* EXERCISE INSTRUCTIONS
Check each line of the data below for the word "jacket", then extract the ones that have it.

* MATERIALS PROVIDED
####
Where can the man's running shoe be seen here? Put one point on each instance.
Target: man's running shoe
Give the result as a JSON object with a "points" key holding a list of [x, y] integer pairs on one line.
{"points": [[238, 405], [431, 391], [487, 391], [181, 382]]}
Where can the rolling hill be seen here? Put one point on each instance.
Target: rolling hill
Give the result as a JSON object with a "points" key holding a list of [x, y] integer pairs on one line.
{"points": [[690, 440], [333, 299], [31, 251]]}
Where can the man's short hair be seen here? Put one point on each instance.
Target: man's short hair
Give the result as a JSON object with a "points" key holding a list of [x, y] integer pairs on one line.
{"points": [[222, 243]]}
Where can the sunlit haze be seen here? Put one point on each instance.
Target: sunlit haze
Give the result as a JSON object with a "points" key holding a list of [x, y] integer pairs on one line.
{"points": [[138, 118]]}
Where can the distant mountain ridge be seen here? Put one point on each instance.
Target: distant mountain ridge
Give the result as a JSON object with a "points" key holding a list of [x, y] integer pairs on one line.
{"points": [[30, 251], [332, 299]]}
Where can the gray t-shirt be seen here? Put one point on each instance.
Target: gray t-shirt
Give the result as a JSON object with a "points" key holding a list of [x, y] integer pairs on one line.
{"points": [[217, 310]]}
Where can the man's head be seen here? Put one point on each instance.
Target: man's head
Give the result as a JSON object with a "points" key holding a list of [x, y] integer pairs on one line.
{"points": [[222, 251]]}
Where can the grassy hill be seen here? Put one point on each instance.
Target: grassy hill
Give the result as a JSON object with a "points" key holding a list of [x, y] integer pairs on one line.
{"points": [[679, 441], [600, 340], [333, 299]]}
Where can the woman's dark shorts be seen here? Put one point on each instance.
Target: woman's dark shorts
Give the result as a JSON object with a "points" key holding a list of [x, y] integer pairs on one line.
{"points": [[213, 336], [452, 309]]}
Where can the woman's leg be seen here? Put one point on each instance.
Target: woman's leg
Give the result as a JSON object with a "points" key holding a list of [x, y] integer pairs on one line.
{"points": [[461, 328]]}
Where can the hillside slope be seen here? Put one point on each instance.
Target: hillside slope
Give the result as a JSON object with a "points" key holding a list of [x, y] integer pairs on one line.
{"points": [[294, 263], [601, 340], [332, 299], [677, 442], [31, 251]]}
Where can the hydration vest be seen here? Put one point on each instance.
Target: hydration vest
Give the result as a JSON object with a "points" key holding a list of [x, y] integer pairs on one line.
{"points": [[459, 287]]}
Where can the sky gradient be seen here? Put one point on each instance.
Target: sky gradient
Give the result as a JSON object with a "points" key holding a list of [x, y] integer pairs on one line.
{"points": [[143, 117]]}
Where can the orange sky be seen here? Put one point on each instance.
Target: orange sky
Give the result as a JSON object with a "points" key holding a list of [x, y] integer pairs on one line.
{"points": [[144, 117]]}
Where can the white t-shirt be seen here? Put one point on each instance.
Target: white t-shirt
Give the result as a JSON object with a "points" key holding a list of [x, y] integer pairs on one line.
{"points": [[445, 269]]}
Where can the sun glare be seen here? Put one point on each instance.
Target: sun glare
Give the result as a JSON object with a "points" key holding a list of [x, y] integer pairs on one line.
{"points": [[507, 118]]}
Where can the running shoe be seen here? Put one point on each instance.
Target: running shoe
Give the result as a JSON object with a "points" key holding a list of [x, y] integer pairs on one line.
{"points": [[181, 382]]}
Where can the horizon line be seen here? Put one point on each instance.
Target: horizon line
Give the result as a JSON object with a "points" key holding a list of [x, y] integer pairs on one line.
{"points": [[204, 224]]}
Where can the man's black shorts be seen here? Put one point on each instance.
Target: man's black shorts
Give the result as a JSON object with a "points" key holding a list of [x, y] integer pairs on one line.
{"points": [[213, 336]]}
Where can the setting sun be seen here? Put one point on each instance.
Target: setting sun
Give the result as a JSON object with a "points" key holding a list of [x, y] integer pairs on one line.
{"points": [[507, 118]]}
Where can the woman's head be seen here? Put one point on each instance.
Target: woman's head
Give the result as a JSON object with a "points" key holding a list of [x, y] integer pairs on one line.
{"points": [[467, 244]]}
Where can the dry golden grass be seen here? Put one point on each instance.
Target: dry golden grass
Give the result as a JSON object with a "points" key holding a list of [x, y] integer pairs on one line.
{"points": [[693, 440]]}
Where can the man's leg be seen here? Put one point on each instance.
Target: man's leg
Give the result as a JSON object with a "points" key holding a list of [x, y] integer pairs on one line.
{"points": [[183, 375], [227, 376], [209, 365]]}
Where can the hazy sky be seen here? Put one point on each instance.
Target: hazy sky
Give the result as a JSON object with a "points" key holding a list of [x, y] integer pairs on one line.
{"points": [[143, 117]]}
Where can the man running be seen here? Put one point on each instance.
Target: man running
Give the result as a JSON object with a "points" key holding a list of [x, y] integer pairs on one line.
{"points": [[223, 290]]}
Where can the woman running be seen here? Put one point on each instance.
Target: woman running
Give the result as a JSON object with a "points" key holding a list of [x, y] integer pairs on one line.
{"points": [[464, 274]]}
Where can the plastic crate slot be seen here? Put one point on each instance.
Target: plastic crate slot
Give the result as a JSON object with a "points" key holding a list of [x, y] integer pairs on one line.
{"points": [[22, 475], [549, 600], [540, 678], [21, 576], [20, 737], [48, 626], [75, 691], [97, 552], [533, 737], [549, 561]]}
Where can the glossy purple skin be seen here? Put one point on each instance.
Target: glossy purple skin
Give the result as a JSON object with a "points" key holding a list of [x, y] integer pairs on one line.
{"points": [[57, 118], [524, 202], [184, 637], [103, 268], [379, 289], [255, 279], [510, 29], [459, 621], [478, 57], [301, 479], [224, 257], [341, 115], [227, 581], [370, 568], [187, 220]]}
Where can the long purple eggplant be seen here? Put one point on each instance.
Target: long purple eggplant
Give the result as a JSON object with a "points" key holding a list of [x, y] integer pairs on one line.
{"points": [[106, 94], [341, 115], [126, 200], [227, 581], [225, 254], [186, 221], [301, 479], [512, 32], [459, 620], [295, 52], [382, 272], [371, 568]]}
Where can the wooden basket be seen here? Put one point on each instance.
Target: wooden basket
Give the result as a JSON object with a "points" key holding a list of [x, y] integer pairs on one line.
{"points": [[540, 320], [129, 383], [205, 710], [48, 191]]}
####
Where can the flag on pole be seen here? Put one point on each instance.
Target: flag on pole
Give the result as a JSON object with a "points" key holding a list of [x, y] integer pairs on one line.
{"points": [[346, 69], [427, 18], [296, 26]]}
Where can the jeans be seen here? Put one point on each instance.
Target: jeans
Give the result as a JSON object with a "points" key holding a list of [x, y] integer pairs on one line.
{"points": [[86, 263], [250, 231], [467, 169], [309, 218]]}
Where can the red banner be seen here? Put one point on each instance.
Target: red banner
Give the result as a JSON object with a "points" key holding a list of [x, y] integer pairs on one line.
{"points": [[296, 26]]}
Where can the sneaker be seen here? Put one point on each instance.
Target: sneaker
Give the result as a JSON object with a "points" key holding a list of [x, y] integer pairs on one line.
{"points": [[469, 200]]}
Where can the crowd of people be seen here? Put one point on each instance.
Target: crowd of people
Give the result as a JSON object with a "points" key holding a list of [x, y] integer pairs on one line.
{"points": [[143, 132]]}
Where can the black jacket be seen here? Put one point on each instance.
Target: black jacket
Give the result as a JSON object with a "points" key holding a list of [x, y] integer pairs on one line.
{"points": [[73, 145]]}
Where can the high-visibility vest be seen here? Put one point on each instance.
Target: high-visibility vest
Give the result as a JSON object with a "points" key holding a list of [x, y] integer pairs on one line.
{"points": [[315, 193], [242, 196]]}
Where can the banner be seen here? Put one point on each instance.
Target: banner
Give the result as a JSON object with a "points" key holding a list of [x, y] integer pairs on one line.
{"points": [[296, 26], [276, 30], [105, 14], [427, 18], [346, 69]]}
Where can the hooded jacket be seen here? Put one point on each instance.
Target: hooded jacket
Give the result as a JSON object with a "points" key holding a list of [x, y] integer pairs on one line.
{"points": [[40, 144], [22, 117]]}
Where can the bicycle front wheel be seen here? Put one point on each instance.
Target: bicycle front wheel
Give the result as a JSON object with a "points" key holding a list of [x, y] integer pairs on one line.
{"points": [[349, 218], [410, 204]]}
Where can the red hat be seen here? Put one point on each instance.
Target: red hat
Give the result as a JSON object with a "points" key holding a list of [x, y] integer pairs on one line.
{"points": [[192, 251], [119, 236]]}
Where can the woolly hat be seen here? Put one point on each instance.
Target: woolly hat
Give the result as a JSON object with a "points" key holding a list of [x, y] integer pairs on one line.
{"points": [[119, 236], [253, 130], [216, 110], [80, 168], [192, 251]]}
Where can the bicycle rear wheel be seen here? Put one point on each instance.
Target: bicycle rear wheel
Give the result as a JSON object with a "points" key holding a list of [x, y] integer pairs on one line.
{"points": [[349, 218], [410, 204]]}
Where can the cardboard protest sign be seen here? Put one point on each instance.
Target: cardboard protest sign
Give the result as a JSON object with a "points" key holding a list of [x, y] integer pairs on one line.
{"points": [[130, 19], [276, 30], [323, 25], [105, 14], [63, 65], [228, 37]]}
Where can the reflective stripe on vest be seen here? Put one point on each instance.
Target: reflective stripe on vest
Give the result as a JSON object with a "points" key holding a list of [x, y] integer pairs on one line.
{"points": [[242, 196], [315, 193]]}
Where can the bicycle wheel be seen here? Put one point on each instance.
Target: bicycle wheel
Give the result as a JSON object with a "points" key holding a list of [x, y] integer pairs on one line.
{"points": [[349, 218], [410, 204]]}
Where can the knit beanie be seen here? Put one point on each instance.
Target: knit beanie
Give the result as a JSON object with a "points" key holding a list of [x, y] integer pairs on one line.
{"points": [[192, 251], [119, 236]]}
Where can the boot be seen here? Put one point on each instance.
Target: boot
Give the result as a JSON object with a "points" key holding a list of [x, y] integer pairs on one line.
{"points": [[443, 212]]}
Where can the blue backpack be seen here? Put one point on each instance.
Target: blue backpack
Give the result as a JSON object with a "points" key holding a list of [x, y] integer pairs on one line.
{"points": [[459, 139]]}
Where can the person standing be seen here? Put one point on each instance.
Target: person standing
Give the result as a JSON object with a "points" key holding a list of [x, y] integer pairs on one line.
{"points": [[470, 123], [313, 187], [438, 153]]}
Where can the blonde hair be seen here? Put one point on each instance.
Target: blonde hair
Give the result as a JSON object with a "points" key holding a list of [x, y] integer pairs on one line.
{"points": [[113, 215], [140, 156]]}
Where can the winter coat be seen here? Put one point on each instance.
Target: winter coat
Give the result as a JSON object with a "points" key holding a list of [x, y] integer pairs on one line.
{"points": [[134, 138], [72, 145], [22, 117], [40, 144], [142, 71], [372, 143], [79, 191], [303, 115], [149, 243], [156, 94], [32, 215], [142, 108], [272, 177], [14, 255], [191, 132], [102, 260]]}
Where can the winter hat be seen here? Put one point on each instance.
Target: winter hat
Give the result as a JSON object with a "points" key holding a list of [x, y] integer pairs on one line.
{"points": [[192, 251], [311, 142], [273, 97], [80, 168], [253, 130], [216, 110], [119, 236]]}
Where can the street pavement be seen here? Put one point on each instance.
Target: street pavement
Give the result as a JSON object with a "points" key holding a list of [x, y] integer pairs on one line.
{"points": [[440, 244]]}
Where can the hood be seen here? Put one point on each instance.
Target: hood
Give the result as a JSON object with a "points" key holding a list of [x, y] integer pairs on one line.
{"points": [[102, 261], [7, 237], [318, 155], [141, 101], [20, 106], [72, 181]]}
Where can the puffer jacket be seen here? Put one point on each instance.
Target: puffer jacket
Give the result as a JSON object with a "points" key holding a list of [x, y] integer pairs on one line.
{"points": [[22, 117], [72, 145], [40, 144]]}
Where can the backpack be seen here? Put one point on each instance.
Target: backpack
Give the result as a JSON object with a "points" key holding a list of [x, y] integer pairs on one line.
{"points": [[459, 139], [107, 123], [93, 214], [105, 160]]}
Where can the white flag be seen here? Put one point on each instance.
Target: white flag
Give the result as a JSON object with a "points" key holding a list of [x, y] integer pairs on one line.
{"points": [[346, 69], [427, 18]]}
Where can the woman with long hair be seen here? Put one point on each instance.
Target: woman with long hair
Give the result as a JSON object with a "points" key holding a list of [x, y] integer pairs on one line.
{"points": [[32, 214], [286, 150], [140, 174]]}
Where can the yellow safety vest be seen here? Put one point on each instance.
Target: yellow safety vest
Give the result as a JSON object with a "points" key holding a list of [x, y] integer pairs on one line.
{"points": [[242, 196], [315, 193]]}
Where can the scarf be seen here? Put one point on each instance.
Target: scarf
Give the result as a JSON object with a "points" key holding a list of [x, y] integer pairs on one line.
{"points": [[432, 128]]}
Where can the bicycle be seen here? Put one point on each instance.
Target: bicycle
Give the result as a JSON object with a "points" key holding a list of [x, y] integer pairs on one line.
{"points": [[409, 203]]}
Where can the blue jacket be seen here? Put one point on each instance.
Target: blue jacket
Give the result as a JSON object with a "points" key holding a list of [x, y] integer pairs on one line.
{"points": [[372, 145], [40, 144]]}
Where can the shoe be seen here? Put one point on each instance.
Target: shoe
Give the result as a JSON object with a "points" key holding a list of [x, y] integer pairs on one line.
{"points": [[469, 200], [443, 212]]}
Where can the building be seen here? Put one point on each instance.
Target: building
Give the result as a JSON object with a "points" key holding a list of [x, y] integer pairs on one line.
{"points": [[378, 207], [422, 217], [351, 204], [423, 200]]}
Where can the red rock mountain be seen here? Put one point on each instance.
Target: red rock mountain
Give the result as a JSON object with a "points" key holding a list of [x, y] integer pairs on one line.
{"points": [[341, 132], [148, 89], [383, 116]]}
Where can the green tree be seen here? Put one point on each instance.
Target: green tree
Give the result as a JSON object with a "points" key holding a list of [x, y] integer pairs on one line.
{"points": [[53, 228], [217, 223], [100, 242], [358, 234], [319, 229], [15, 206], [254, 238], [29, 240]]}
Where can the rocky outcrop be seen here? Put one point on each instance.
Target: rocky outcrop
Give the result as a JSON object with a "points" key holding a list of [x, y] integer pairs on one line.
####
* RESPONSE TO THIS TASK
Where can the black jacket be seen here? Put one point on each instance.
Target: black jacket
Where can the hooded jacket be seen here? Put one point on each instance.
Target: hooded jacket
Where can the puffer jacket be seen here? Put one point on each instance.
Target: puffer jacket
Where can the blue jacket be seen here? Put one point on each instance.
Target: blue jacket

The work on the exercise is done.